Request A:
Reproduce the Sovereign Gold Bonds circular below word for word, in full.

Source text:
..............................
CIRCULAR IDMD.CDD.NO.939/14.04.050/2015-16, DATED 30-10-2015

It has been decided by the Government of India, as per their Notification F.No. 4(19)-W&M/2014 dated October 30, 2015, to issue Sovereign Gold Bonds, 2015 (“the Bonds”) with effect from November 05, 2015 to November 20, 2015. The Government of India may, with prior notice, close the Scheme before the specified period. The terms and conditions of the issuance of the Bonds shall be as follows:

1. Eligibility for Investment:

The Bonds under this Scheme may be held by a person resident in India, being an individual, in his capacity as such individual, or on behalf of minor child, or jointly with any other individual. “Person resident in India” is defined under section 2(v) read with section 2 (u) of the Foreign Exchange Management Act, 1999.

2. Form of Security

The Bonds shall be issued in the form of Government of India Stock in accordance with section 3 of the Government Securities Act, 2006. The investors will be issued a Holding Certificate (Form C). The Bonds shall be eligible for conversion into de-mat form.

3. Date of Issue

Date of issuance shall be November 26, 2015.

The investors can apply for the Bonds in receiving offices from November 05, 2015 to November 20, 2015. The issuance can be closed by Government of India earlier than November 20, 2015 with a prior notice.

4. Denomination

The Bonds shall be denominated in units of one gram of gold and multiples thereof. Minimum investment in the Bonds shall be 2 grams with a maximum subscription of 500 grams per person per fiscal year (April – March). In case of joint holding, the limit applies to the first applicant.

5. Issue Price

Price of the Bonds shall be fixed in Indian Rupees on the basis of the previous week’s (Monday – Friday) simple average closing price for gold of 999 purity, published by the India Bullion and Jewellers Association Ltd. (IBJA).

6. Interest

The Bonds shall bear interest at the rate of 2.75 per cent (fixed rate) per annum on the amount of initial investment. Interest shall be paid in half-yearly rests and the last interest shall be payable on maturity along with the principal.
..............................
Request B:
In the listing below, rewrite the lines from its first line through the line containing "[326, 288, 863, 575]", replacing "Example output" with "Sample output" and leaving everything else unchanged.
..............................
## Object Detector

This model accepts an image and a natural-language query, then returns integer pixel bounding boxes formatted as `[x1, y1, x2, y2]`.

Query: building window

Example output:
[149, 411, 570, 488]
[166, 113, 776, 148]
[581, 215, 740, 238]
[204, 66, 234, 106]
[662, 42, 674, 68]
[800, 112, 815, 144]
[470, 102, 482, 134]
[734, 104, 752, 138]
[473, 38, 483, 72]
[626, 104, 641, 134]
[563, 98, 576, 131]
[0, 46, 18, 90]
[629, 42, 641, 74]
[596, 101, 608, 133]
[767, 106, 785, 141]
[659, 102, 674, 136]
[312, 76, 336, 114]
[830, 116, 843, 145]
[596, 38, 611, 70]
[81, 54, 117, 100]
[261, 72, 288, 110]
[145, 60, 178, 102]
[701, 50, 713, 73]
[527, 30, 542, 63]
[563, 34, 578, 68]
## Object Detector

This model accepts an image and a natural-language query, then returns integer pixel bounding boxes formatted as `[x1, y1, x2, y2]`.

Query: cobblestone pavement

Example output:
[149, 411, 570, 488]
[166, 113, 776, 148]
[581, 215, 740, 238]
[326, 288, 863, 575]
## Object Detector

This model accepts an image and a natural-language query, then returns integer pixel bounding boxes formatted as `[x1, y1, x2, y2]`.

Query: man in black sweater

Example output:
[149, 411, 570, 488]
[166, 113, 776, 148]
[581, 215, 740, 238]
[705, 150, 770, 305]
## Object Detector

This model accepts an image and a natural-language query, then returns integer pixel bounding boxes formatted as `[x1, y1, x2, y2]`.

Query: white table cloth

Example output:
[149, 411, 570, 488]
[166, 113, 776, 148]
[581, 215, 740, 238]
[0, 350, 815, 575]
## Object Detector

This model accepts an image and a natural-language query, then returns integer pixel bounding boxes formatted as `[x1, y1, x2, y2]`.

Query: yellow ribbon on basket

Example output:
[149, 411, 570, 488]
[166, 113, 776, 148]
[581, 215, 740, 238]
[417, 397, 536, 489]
..............................
Final result A:
CIRCULAR IDMD.CDD.NO.939/14.04.050/2015-16, DATED 30-10-2015

It has been decided by the Government of India, as per their Notification F.No. 4(19)-W&M/2014 dated October 30, 2015, to issue Sovereign Gold Bonds, 2015 (“the Bonds”) with effect from November 05, 2015 to November 20, 2015. The Government of India may, with prior notice, close the Scheme before the specified period. The terms and conditions of the issuance of the Bonds shall be as follows:

1. Eligibility for Investment:

The Bonds under this Scheme may be held by a person resident in India, being an individual, in his capacity as such individual, or on behalf of minor child, or jointly with any other individual. “Person resident in India” is defined under section 2(v) read with section 2 (u) of the Foreign Exchange Management Act, 1999.

2. Form of Security

The Bonds shall be issued in the form of Government of India Stock in accordance with section 3 of the Government Securities Act, 2006. The investors will be issued a Holding Certificate (Form C). The Bonds shall be eligible for conversion into de-mat form.

3. Date of Issue

Date of issuance shall be November 26, 2015.

The investors can apply for the Bonds in receiving offices from November 05, 2015 to November 20, 2015. The issuance can be closed by Government of India earlier than November 20, 2015 with a prior notice.

4. Denomination

The Bonds shall be denominated in units of one gram of gold and multiples thereof. Minimum investment in the Bonds shall be 2 grams with a maximum subscription of 500 grams per person per fiscal year (April – March). In case of joint holding, the limit applies to the first applicant.

5. Issue Price

Price of the Bonds shall be fixed in Indian Rupees on the basis of the previous week’s (Monday – Friday) simple average closing price for gold of 999 purity, published by the India Bullion and Jewellers Association Ltd. (IBJA).

6. Interest

The Bonds shall bear interest at the rate of 2.75 per cent (fixed rate) per annum on the amount of initial investment. Interest shall be paid in half-yearly rests and the last interest shall be payable on maturity along with the principal.

Final result B:
## Object Detector

This model accepts an image and a natural-language query, then returns integer pixel bounding boxes formatted as `[x1, y1, x2, y2]`.

Query: building window

Sample output:
[149, 411, 570, 488]
[166, 113, 776, 148]
[581, 215, 740, 238]
[204, 66, 234, 106]
[662, 42, 674, 68]
[800, 112, 815, 144]
[470, 102, 482, 134]
[734, 104, 752, 138]
[473, 38, 483, 72]
[626, 104, 641, 134]
[563, 98, 576, 131]
[0, 46, 18, 90]
[629, 42, 641, 74]
[596, 101, 608, 133]
[767, 106, 785, 141]
[659, 102, 674, 136]
[312, 76, 336, 114]
[830, 116, 843, 145]
[596, 38, 611, 70]
[81, 54, 117, 100]
[261, 72, 288, 110]
[145, 60, 178, 102]
[701, 50, 713, 73]
[527, 30, 542, 63]
[563, 34, 578, 68]
## Object Detector

This model accepts an image and a natural-language query, then returns integer pixel bounding boxes formatted as `[x1, y1, x2, y2]`.

Query: cobblestone pavement

Sample output:
[149, 411, 570, 488]
[166, 113, 776, 148]
[581, 215, 740, 238]
[326, 288, 863, 575]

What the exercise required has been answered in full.